名字を入れことで氏名印が瞬時に作成されるので、使いたい書体の印影を選ぶだけ
見積書や検収書へ簡単に捺印可能だ

なぜ、“あのシヤチハタ”が電子印鑑なのか?

 シヤチハタが電子印鑑サービスを提供しているという事実を聞いて、「シヤチハタといえば、電子ではなく、シヤチハタ印(インキ浸透印)などのリアルな印鑑を提供している会社では?」と思う人がいるかもしれない。

 これはその通りではあるのだが、忘れてはいけないのは、シヤチハタはすでに20年間、パッケージソフト「パソコン決裁」を提供し、1万社を超えるユーザーに利用されている点だ。

 「すでに20年間の実績がある製品ですが、パッケージソフトですから、PCにインストールし、初期設定を行う必要があります。より広く、たくさんのユーザーに使っていただこうとすると、やはり別のサービスが必要なのではという結論になりました」と、シヤチハタのシステム開発部 IS営業課、石井慶氏は話す。

 そこで、誰もが簡単に使える無償のクラウドサービスとして「パソコン決裁Cloud」の提供を始めたのだ。「お話ししたような理由から、パッケージ版は利用シーンを問わないものの、紙で利用するシヤチハタ印のような広がりには至っていません。しかし無償のパソコン決裁Cloudは、印鑑を必要とするあらゆる方に、あらゆるシーンで使っていただきたいと考えています」。

シヤチハタのシステム開発部 IS営業課、石井慶氏

無償のパソコン決裁Cloudで新しい市場を開拓したい

 パソコン決裁Cloudの提供がスタートして以来、ユーザーの利用シーンは広がっている。

 最も多いのがパッケージ版と同様に、見積書や注文書、検収書での利用である。電子印鑑であれば会社に戻る必要がないので、社外からでも印鑑を押した見積書を迅速に出せるし、検収書にその場で捺印してもらって回収する、といったことがやりやすくなる。

 少し変わった例では、マンションの理事会にパソコン決裁Cloudを導入。これまでは紙に印刷し、捺印していた報告書、議事録、管理会社から届く書類といったものを電子化して、電子印鑑で完結させるために利用している例があるという。

 このようにシヤチハタでは、無償のパソコン決裁Cloudを利用することで、さらに幅広い使い方が生まれることに期待している。

 捺印できるのが認印のみに限られているとはいえ、これまで有償で提供してきたのと同じジャンルの製品を無償で提供するのは、大きな決断となる。だが、あえて無償で提供し、利用者を増やすという戦略をとったのは、シヤチハタが目指す姿が「捺印分野での世界ナンバーワン」だからだという。

_抜粋データ_.
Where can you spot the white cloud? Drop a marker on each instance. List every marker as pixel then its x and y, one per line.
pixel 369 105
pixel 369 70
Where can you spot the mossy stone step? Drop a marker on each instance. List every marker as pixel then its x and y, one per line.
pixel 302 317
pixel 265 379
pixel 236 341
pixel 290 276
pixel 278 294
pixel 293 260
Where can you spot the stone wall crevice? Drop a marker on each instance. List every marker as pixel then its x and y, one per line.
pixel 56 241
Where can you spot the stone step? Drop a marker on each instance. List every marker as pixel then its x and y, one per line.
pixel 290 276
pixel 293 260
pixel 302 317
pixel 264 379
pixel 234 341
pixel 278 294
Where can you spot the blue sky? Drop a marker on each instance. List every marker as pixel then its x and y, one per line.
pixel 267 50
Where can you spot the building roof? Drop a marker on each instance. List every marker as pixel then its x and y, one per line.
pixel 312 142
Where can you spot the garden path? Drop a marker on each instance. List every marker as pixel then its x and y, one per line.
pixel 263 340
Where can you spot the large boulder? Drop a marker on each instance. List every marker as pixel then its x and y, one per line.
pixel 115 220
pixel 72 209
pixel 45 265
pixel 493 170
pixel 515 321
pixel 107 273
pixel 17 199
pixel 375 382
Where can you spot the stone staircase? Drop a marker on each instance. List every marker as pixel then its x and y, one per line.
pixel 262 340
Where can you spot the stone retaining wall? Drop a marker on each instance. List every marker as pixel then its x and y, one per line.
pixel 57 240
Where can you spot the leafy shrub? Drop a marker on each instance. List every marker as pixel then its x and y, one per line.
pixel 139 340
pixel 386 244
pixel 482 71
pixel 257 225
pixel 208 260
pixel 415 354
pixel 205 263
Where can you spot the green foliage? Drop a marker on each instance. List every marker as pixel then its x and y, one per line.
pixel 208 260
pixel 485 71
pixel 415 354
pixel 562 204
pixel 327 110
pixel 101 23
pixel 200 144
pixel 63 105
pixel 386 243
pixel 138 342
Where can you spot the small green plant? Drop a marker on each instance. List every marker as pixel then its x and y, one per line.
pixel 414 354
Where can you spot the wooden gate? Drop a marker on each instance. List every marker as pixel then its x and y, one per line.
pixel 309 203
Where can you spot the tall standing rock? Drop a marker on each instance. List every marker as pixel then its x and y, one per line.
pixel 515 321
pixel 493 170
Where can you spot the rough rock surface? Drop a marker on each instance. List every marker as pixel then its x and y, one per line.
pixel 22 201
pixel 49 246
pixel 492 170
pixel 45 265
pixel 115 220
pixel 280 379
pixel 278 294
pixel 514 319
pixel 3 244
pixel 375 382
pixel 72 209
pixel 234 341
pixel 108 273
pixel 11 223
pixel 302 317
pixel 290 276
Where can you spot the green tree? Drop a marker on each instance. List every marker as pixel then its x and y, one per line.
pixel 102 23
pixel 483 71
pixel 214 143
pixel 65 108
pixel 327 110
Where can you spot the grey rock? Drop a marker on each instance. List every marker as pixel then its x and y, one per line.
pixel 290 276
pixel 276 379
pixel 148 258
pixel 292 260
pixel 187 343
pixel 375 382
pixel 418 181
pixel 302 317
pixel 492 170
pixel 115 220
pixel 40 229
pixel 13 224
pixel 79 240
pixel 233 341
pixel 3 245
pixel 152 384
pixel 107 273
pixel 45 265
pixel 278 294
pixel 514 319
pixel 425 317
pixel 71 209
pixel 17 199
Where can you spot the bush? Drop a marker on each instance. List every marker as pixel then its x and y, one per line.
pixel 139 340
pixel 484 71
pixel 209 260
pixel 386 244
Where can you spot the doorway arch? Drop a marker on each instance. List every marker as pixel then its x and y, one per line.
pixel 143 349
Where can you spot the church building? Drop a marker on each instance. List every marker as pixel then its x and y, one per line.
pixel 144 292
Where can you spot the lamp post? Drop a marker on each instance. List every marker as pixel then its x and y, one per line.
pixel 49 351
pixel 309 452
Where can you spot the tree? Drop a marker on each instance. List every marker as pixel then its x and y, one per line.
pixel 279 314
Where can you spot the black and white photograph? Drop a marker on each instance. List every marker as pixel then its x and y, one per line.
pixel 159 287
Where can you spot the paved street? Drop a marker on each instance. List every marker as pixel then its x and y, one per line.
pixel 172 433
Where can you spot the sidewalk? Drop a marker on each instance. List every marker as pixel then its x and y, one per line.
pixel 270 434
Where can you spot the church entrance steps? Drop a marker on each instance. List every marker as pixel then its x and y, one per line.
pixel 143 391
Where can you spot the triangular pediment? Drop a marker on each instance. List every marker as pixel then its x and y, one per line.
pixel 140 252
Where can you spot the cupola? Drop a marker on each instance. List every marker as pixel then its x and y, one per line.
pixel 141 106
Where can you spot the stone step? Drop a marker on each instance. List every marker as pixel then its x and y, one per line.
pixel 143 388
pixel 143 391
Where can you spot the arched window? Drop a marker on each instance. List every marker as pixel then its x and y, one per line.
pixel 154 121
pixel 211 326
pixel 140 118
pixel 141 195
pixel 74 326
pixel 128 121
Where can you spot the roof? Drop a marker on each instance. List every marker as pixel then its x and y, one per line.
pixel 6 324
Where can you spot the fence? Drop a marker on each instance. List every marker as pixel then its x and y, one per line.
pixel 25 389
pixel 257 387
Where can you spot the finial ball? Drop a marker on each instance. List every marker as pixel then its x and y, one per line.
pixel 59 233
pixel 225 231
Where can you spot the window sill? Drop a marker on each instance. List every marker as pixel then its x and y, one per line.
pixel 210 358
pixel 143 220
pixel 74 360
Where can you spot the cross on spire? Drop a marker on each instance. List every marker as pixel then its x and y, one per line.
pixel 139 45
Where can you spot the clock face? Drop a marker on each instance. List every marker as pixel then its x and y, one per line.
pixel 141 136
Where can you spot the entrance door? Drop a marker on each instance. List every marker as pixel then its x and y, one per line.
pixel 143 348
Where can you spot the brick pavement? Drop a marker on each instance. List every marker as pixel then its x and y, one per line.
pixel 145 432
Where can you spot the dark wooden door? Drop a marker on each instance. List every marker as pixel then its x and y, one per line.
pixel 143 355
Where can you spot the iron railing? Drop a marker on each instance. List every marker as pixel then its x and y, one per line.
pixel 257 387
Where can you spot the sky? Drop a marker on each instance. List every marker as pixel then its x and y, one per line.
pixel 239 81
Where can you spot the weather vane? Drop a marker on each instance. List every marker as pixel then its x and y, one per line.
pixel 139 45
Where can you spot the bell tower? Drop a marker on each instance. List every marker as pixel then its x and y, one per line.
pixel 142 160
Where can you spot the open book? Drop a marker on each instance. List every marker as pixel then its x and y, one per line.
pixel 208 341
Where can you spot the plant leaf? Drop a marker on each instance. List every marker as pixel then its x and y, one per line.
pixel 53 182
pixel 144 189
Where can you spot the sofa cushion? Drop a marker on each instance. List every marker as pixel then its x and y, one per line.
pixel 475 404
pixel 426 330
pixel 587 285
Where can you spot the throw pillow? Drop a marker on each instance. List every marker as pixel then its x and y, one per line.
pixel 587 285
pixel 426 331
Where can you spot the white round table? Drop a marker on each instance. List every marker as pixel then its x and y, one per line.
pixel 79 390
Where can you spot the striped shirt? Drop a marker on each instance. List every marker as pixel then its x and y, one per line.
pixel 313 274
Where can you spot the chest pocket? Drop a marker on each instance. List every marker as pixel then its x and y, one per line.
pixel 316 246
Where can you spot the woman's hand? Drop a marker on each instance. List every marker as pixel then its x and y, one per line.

_取り組む課題_. 提示文のうち、「これはその通りではあるのだが」で始まり「IS営業課、石井慶氏は話す。」で終わる部分を、一字も変えずに書き写してください。

_完成した解答_.
これはその通りではあるのだが、忘れてはいけないのは、シヤチハタはすでに20年間、パッケージソフト「パソコン決裁」を提供し、1万社を超えるユーザーに利用されている点だ。

 「すでに20年間の実績がある製品ですが、パッケージソフトですから、PCにインストールし、初期設定を行う必要があります。より広く、たくさんのユーザーに使っていただこうとすると、やはり別のサービスが必要なのではという結論になりました」と、シヤチハタのシステム開発部 IS営業課、石井慶氏は話す。